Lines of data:
+ + + + + + +

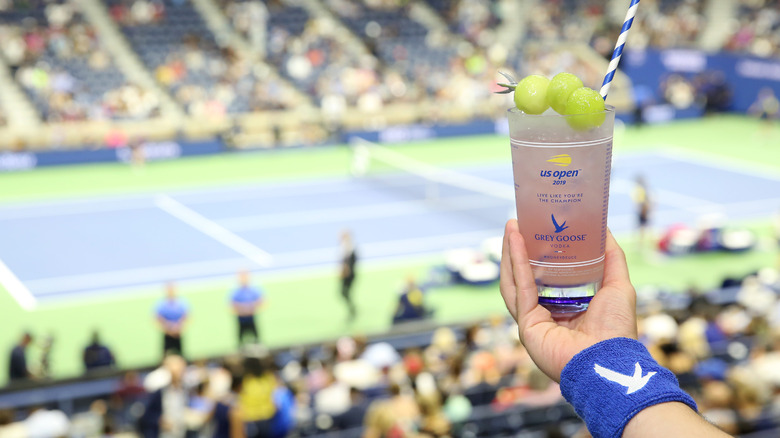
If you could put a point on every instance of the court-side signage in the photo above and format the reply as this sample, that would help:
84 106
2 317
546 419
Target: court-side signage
153 151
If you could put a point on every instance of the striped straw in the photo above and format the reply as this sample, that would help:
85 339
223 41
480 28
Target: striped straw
619 48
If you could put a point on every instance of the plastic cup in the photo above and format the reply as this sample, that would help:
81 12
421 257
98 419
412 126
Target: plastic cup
561 177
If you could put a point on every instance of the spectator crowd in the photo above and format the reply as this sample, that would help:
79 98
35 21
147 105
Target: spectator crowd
723 346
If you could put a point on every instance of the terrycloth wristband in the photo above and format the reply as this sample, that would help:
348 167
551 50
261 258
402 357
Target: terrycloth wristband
610 382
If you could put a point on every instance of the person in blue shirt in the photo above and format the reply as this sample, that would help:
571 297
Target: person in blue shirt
245 301
172 313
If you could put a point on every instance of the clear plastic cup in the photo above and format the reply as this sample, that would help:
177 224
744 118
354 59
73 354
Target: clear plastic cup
561 177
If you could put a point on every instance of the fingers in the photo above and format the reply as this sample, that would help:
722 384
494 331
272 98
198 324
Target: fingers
616 301
507 279
525 286
615 266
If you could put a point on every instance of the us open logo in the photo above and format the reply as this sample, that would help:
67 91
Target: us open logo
562 160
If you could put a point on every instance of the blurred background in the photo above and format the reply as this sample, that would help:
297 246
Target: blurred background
293 209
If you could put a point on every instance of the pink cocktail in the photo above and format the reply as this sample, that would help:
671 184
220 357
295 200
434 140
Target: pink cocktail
561 177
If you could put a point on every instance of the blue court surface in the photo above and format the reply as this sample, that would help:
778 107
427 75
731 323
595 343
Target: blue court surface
110 245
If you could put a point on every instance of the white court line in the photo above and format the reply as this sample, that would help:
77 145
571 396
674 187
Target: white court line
16 288
211 282
292 259
38 212
668 197
158 273
729 164
212 229
360 212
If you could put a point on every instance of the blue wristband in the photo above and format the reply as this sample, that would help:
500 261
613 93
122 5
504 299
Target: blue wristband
610 382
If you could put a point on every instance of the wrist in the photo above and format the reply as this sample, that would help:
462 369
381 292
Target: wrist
610 382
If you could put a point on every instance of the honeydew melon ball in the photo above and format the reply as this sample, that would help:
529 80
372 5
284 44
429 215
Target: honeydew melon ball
586 108
531 94
561 87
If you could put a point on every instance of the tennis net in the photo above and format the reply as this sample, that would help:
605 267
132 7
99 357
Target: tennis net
388 167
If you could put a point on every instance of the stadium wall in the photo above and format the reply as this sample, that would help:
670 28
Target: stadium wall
745 76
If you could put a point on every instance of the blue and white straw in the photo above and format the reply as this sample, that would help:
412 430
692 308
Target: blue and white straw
619 48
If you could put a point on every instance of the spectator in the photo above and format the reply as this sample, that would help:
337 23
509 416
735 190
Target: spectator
164 413
347 272
410 303
17 369
96 355
245 301
227 416
256 399
172 314
395 416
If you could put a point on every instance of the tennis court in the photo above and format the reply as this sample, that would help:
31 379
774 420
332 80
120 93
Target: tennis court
115 244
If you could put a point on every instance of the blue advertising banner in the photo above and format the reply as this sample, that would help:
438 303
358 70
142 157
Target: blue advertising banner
742 77
153 151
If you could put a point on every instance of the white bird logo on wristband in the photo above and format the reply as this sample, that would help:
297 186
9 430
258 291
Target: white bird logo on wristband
633 383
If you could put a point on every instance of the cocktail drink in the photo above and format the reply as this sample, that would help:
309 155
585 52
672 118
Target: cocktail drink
561 173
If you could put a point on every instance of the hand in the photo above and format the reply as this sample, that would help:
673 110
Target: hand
552 340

+ + + + + + +

Substitute "picture shown" for "photo above" throughout the material above, keeping everything else the same, and write out the whole material again without the pictures.

* ANSWER TO THIS EXERCISE *
If you could put a point on every instance of the court-side signage in the picture shown and format the reply as this sample, that would help:
84 106
2 317
546 419
Target: court-side signage
153 151
If you could put a point on every instance of the striped straw in the picture shown and format the reply as this sample, that would help:
85 339
223 41
480 28
Target: striped straw
619 48
If you could put a point on every instance of the plastic cup in the picture shown and format the reply as this sample, that would help:
81 12
421 257
98 419
412 126
Target: plastic cup
561 177
If you could put a point on every instance of the spectator crowd in the picture shown and format the reply as this sample, that would help:
79 98
35 21
147 105
Target: spectator crowd
723 346
If you could put a point on every instance of the terrycloth wristband in the picture shown and format the reply as this sample, that would help:
348 167
551 50
261 258
402 357
Target: terrycloth wristband
610 382
If you could put a point on every instance of the person in blue shirt in the picture shown and format the reply as this sample, that would help:
571 297
Target: person in blue shirt
245 301
172 313
If you could put a point on every instance of the clear plastic cup in the picture shown and format the reply as this sample, that would help:
177 224
744 118
354 59
73 354
Target: clear plastic cup
561 177
If you could put a point on every instance of the fingers in the picture shown and format the reply as this sample, that would help:
722 384
494 331
272 98
198 324
Target: fingers
616 301
507 279
525 286
615 266
If you could put a point on every instance of the us open logo in the picture shown and format the reply as this sample, that would help:
67 91
Target: us open logo
562 160
If you could put a point on every instance of the blurred background in the picture shown and format the reply as this sample, that would help:
297 246
Target: blurred background
293 209
If you could put a point on every instance of the pink cocktail in the picture shown and format the reply as this sample, that would help:
671 184
220 357
295 200
434 140
Target: pink cocktail
561 177
If you could put a point on every instance of the blue court surface in the picture shown and format the reply as this sample, that would help:
778 107
427 75
731 323
595 343
Target: blue court surface
110 245
If you could put a point on every instance of the white court line in the picture shown and format the reply as this sample, that would help:
77 145
571 396
674 187
Target: white court line
16 288
211 282
292 259
38 212
668 197
158 273
729 164
212 229
360 212
If you could put a point on every instance of the blue wristband in the picture shown and format the reply as this sample, that would help:
500 261
613 93
122 5
504 299
Target: blue wristband
610 382
If you could put a point on every instance of the wrist in the picture shown and format the reply as this sample, that would help:
462 369
381 292
Target: wrist
610 382
If you could put a point on every instance of the honeydew melon ball in the picture shown and format the reply as this sample, that would help:
529 80
372 5
284 44
429 215
Target: honeydew melon ball
586 108
531 94
561 87
If you could put a point on every instance of the tennis net in the picture shown and format the reply as this sample, that would help:
605 267
132 7
99 357
Target: tennis net
388 167
If you could put a point on every instance of the stadium wall in the picture shown and format the reply as this sample, that would help:
670 28
Target: stadium wall
745 76
If you could put a point on every instance of the blue and white straw in the picture shown and format the reply as this sample, that would help:
412 430
692 308
Target: blue and white straw
619 48
If you could put a point on every instance of the spectator in the picture shown and format the reply as this sample, that would help:
337 23
509 416
735 190
Target: spectator
164 413
347 272
410 303
17 369
96 355
245 301
227 416
256 399
172 314
395 416
If you could put a point on every instance of the tennis court in the picture shown and format the reply as this sample, that would help:
31 379
774 420
332 80
120 93
Target: tennis court
115 244
If you could put a point on every instance of the blue advertising banner in the picture shown and format the reply as this sample, that would help:
438 303
358 70
142 157
Target: blue advertising banner
742 77
153 151
If you could put a point on every instance of the white bird logo on wristband in the picture shown and format the reply as this sample, that would help:
297 186
9 430
258 291
Target: white bird logo on wristband
633 383
If you could put a point on every instance of the cocktail drink in the picture shown and format the reply as this sample, that would help:
309 155
585 52
672 118
Target: cocktail drink
561 173
If you could put a point on every instance of the hand in the picture shown and format the reply as this sample, that would help:
673 110
Target: hand
552 340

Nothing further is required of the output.